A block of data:

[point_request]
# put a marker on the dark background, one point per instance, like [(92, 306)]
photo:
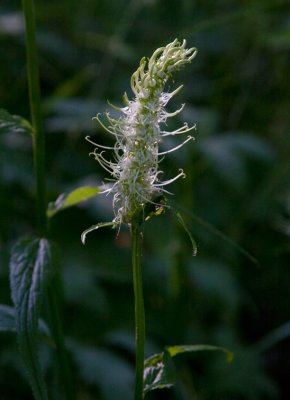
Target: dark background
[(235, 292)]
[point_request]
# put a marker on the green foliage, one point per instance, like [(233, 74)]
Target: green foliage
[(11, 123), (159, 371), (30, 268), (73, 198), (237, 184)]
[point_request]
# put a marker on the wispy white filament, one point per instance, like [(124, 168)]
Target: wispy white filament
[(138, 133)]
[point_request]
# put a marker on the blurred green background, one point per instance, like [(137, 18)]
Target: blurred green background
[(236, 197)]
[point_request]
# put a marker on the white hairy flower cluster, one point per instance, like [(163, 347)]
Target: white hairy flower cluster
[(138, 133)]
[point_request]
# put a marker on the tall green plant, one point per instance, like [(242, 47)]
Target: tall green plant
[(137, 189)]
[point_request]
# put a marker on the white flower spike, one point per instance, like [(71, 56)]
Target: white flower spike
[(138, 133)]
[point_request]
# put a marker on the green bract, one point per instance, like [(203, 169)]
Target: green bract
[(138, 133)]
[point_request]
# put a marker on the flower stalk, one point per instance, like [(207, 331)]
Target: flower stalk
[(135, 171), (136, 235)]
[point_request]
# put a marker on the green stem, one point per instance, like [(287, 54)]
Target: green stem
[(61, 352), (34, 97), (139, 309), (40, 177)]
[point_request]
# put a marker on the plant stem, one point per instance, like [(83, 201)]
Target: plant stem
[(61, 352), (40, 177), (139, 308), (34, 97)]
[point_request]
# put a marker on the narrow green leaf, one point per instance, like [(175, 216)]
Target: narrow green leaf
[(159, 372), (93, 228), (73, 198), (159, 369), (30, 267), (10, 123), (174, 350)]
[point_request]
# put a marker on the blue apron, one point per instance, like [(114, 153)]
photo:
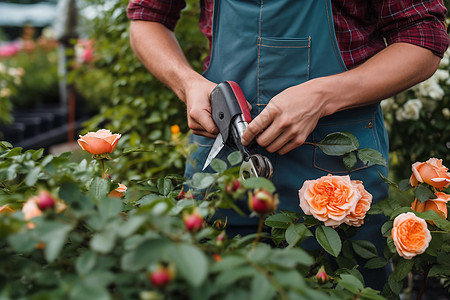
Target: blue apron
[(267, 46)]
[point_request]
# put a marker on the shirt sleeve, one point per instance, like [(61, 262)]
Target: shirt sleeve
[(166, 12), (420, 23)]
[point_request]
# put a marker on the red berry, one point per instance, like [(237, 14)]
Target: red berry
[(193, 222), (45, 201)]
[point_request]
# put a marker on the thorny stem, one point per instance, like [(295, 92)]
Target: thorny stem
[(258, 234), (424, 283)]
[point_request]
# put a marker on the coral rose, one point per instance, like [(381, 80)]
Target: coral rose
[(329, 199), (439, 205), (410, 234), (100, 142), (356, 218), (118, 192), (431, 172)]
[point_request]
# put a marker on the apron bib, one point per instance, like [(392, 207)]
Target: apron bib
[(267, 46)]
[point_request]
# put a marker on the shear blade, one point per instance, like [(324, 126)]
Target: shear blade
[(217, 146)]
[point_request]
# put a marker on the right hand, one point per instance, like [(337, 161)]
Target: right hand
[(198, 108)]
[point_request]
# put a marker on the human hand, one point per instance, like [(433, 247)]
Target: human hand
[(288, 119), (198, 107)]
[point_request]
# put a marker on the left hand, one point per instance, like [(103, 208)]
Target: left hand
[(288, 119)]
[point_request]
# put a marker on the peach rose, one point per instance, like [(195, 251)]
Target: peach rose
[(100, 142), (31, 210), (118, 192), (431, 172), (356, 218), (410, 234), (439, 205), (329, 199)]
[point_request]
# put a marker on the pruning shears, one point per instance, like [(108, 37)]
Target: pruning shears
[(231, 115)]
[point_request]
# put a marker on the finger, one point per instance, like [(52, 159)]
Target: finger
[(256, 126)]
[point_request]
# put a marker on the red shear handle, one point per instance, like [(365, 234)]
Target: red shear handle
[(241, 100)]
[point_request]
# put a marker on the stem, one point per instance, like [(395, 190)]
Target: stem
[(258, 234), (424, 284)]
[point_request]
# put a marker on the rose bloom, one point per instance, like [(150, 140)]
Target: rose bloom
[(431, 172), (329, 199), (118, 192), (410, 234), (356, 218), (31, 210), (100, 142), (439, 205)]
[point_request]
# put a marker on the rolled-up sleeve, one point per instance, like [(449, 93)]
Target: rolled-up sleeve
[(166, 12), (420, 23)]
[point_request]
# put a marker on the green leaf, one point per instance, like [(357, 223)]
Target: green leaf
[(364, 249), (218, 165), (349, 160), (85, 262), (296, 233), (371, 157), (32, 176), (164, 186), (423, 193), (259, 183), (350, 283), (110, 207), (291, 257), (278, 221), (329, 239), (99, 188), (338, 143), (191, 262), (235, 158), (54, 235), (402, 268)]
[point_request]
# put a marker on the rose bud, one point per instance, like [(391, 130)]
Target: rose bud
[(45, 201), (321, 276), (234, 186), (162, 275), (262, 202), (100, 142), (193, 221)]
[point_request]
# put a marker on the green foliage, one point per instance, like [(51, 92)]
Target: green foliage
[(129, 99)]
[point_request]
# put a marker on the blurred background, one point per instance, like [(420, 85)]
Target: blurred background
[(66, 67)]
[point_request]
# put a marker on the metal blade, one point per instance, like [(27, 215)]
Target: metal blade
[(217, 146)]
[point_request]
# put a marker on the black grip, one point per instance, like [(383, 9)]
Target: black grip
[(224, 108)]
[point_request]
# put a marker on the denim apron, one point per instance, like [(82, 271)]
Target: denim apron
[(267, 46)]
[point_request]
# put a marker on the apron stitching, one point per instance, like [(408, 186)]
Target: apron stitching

==

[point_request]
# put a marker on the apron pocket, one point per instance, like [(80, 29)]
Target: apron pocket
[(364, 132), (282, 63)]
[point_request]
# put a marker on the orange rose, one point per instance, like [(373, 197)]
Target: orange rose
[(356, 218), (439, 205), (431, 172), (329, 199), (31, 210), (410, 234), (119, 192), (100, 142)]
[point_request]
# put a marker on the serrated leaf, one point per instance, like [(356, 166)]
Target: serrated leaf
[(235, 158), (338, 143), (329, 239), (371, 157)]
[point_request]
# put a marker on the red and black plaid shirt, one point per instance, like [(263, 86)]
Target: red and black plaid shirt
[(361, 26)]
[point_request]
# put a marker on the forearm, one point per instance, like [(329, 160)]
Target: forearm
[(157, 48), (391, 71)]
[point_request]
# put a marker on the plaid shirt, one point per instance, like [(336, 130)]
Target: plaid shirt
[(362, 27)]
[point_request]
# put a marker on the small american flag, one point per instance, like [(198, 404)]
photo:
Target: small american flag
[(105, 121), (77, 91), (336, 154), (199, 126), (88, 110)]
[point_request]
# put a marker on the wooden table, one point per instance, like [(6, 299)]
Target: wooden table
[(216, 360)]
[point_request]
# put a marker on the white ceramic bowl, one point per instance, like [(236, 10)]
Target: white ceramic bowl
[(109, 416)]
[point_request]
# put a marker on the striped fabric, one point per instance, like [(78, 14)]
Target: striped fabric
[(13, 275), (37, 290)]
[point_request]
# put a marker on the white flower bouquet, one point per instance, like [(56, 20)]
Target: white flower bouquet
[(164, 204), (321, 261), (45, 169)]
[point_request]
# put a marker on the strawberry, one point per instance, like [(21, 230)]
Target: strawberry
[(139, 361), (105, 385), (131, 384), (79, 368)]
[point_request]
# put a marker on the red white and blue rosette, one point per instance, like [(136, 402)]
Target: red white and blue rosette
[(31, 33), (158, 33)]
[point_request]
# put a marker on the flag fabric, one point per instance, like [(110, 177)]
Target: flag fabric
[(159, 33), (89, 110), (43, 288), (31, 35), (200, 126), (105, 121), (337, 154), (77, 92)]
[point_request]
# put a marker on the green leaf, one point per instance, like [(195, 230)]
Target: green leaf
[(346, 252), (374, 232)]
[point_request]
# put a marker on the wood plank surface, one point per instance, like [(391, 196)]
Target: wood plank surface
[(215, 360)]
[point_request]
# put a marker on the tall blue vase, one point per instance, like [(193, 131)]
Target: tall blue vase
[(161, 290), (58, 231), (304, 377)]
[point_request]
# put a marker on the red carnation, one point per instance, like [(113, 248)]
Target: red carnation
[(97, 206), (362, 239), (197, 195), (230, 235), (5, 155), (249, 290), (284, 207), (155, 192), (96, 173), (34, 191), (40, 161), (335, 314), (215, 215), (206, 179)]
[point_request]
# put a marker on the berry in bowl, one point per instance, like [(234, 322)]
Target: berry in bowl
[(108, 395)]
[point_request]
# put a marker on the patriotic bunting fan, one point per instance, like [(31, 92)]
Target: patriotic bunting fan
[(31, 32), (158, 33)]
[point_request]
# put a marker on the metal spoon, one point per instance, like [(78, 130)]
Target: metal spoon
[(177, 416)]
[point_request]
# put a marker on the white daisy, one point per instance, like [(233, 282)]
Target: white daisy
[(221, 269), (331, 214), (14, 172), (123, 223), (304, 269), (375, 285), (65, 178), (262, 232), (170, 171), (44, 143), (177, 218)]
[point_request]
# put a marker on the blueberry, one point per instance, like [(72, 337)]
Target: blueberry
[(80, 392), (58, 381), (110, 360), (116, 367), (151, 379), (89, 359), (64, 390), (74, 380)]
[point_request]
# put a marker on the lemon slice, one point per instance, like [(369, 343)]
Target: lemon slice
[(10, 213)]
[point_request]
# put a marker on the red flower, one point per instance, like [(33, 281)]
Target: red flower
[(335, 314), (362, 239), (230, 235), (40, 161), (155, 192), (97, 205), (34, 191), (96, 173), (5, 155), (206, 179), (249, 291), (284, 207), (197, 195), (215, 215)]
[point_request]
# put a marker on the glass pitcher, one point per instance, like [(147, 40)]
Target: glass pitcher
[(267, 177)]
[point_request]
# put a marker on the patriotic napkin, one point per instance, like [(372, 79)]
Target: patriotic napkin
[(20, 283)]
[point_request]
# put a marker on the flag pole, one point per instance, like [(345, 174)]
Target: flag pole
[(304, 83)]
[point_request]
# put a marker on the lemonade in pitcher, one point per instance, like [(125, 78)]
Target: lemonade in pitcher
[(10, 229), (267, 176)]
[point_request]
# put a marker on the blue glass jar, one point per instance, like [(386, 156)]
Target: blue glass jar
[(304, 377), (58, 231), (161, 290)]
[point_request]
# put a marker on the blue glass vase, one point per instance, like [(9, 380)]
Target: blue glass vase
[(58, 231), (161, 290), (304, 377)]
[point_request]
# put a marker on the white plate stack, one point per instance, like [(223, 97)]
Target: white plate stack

--

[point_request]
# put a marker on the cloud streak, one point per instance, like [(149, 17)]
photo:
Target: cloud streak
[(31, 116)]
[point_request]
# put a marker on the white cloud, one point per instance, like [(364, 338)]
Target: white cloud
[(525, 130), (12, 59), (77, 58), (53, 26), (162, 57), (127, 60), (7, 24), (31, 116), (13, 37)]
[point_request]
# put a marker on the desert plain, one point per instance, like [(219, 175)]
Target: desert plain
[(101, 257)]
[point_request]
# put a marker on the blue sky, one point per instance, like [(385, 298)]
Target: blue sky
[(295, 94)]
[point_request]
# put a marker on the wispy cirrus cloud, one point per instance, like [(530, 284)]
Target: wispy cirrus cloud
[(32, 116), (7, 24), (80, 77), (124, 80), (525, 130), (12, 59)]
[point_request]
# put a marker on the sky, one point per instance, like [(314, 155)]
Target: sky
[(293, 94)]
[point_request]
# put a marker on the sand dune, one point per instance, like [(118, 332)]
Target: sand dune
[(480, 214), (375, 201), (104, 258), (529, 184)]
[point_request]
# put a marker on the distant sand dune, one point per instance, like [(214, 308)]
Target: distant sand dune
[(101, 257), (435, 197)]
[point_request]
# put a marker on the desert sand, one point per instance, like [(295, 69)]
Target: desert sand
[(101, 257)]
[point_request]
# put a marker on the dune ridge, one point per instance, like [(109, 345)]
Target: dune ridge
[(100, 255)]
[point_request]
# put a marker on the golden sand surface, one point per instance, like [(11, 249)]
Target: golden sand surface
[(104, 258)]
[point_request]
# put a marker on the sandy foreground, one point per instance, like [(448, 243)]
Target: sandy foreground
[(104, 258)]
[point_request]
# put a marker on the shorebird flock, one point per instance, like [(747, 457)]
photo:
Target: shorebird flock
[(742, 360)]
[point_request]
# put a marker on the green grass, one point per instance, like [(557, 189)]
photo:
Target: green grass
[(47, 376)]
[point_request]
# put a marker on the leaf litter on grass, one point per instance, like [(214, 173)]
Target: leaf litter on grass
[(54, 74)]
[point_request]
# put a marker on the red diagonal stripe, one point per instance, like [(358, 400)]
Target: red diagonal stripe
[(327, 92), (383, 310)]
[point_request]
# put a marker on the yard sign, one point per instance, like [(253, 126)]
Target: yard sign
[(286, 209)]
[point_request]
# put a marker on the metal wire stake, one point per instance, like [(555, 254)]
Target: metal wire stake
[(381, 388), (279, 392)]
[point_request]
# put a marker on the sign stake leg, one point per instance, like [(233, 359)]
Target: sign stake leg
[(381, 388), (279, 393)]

_Work to be completed_
Return each line of the rows above that contains the word "metal".

_Full output_
# put a marker on the metal blade, one point per instance, like [(27, 215)]
Target: metal blade
# put a marker on the metal spoon, one point per instance, like [(78, 130)]
Target: metal spoon
# put a marker on the metal wire stake, one point per instance, like [(555, 254)]
Target: metal wire stake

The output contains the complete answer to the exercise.